抜粋本文

------------------------------------------------------------

さて、そんな忠敬の測量隊(伊能隊)の様子を後世に伝える重要な資料が『測量日記』。これは、忠敬が56歳から72歳までの16年間、日本全地を測量した際の日記で、清書されたものが28冊、伊能家に現存している。そのうち、第1冊から第26冊までは、すべて忠敬の手記によるもので、27、28冊の伊豆七島測量日記は、老いて同行できなかった忠敬に代わり、出張した門人が記した。
毎日毎日、測量した土地で書き記したこの『測量日記』から、長崎での様子がうかがえるものを抜粋してみよう。
十二月七日 (文化9年)
曇り風時々雪。同所に逗留して測る。同村字ミトセ鼻より初める。大小(ヲホコ)島の渡り口に大印 を残す。二町一十五間(245m)が沿海。瀬戸の巾五十六間(102m)。大小島は一周五町五間五尺五寸(556m)。 小島は一周二町(218m)ばかりで遠測する。又、地方の大印より初める。(中略)戸根原川尻に原印 を残す。沿海一里三町二十一間三尺五寸(4,294m)。原印より横切り、外 の海辺の字古屋敷に当四日に残した印に繋げる。横切り二十一町五十八間二尺五寸(2,397m)。枝戸根(長崎市琴海戸根町)日蓮宗自証寺で昼休み。

------------------------------------------------------------

データ項目
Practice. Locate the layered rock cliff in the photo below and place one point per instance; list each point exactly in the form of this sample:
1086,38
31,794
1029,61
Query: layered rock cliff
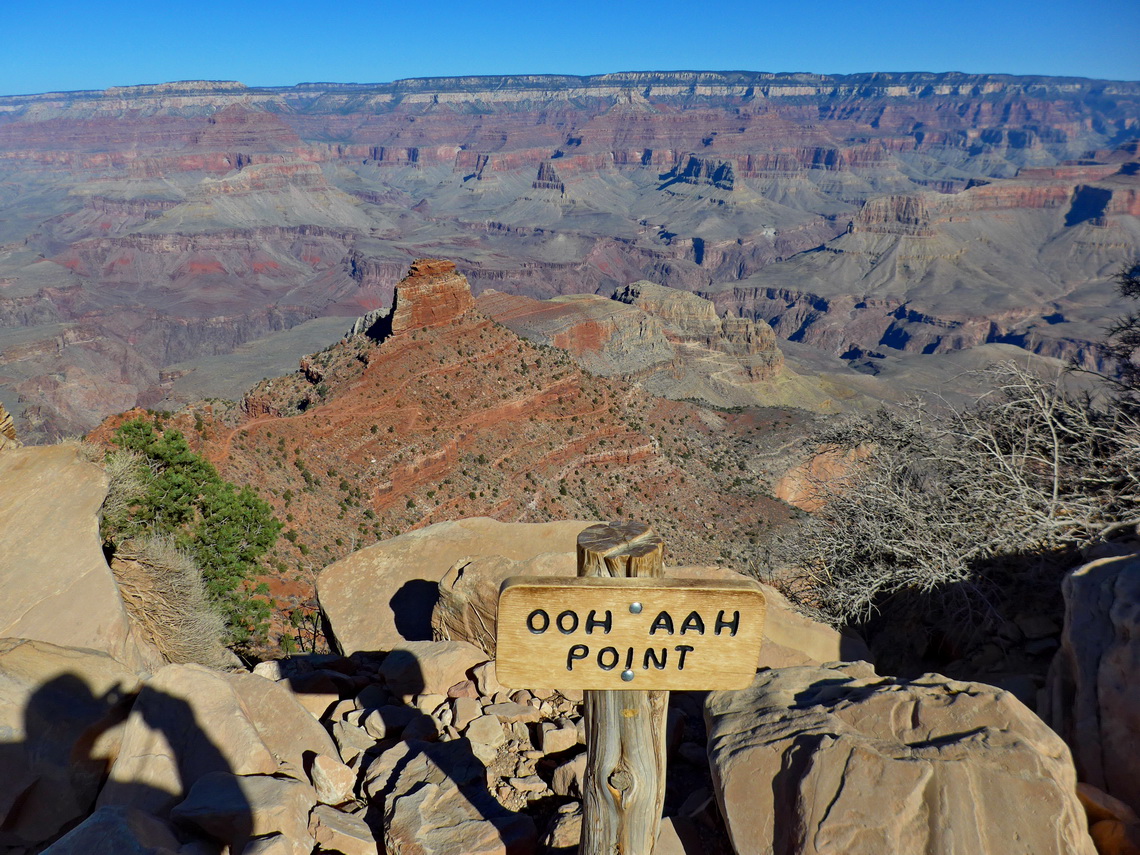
245,210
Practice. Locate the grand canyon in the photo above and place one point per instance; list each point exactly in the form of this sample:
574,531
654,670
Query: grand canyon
431,332
868,219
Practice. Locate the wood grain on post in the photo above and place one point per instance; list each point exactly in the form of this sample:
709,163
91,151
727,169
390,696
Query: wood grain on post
624,787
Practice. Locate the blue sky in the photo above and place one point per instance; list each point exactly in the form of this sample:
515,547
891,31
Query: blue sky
66,45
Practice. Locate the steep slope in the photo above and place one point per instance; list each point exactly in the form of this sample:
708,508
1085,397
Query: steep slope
433,412
145,226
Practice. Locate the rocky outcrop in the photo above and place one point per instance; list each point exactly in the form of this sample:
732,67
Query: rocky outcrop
432,294
189,722
57,586
1092,693
384,594
62,714
698,170
667,340
693,319
547,179
816,759
7,430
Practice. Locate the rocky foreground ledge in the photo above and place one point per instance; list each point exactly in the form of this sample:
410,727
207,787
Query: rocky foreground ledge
405,742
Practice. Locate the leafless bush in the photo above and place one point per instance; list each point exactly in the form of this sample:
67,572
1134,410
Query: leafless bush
125,471
963,514
163,592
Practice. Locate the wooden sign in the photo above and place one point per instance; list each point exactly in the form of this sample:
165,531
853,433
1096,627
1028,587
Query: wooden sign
628,633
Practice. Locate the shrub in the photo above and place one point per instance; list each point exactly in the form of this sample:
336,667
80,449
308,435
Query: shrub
163,592
954,521
222,528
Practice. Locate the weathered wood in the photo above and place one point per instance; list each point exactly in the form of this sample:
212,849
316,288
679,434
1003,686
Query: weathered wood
624,787
628,634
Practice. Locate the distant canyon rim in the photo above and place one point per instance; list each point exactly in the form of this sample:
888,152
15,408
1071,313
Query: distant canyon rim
874,221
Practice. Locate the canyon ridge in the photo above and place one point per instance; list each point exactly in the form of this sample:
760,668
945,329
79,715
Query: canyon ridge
880,224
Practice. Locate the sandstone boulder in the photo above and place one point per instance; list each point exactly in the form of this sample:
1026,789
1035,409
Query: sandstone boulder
335,831
60,724
429,667
814,759
467,607
436,803
119,830
189,722
233,808
384,594
57,586
1093,689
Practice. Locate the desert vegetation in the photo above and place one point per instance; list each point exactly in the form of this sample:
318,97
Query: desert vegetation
951,520
189,540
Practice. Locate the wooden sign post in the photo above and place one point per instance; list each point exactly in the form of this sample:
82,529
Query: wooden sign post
626,635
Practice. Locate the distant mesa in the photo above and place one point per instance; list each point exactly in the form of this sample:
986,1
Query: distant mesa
433,293
547,179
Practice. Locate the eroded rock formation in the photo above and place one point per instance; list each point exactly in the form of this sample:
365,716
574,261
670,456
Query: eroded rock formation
815,759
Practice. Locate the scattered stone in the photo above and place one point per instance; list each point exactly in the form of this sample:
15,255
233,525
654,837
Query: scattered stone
335,831
235,808
465,710
1092,693
286,727
187,722
564,831
438,796
428,703
568,778
512,711
529,784
276,845
556,737
318,692
339,710
463,689
382,595
467,607
333,781
422,727
120,830
429,667
487,680
351,742
487,737
792,755
388,722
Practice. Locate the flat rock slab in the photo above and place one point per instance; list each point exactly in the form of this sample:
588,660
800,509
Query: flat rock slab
436,803
189,721
119,830
429,667
57,586
384,594
812,760
60,725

------------------------------------------------------------

課題の内容
上の抜粋本文のうち、「さて、そんな忠敬の測量隊(伊」から始まり「十二月七日 (文化9年)」で終わる部分を、一字も変えずに書き写してください。

この課題の出力
さて、そんな忠敬の測量隊(伊能隊)の様子を後世に伝える重要な資料が『測量日記』。これは、忠敬が56歳から72歳までの16年間、日本全地を測量した際の日記で、清書されたものが28冊、伊能家に現存している。そのうち、第1冊から第26冊までは、すべて忠敬の手記によるもので、27、28冊の伊豆七島測量日記は、老いて同行できなかった忠敬に代わり、出張した門人が記した。
毎日毎日、測量した土地で書き記したこの『測量日記』から、長崎での様子がうかがえるものを抜粋してみよう。
十二月七日 (文化9年)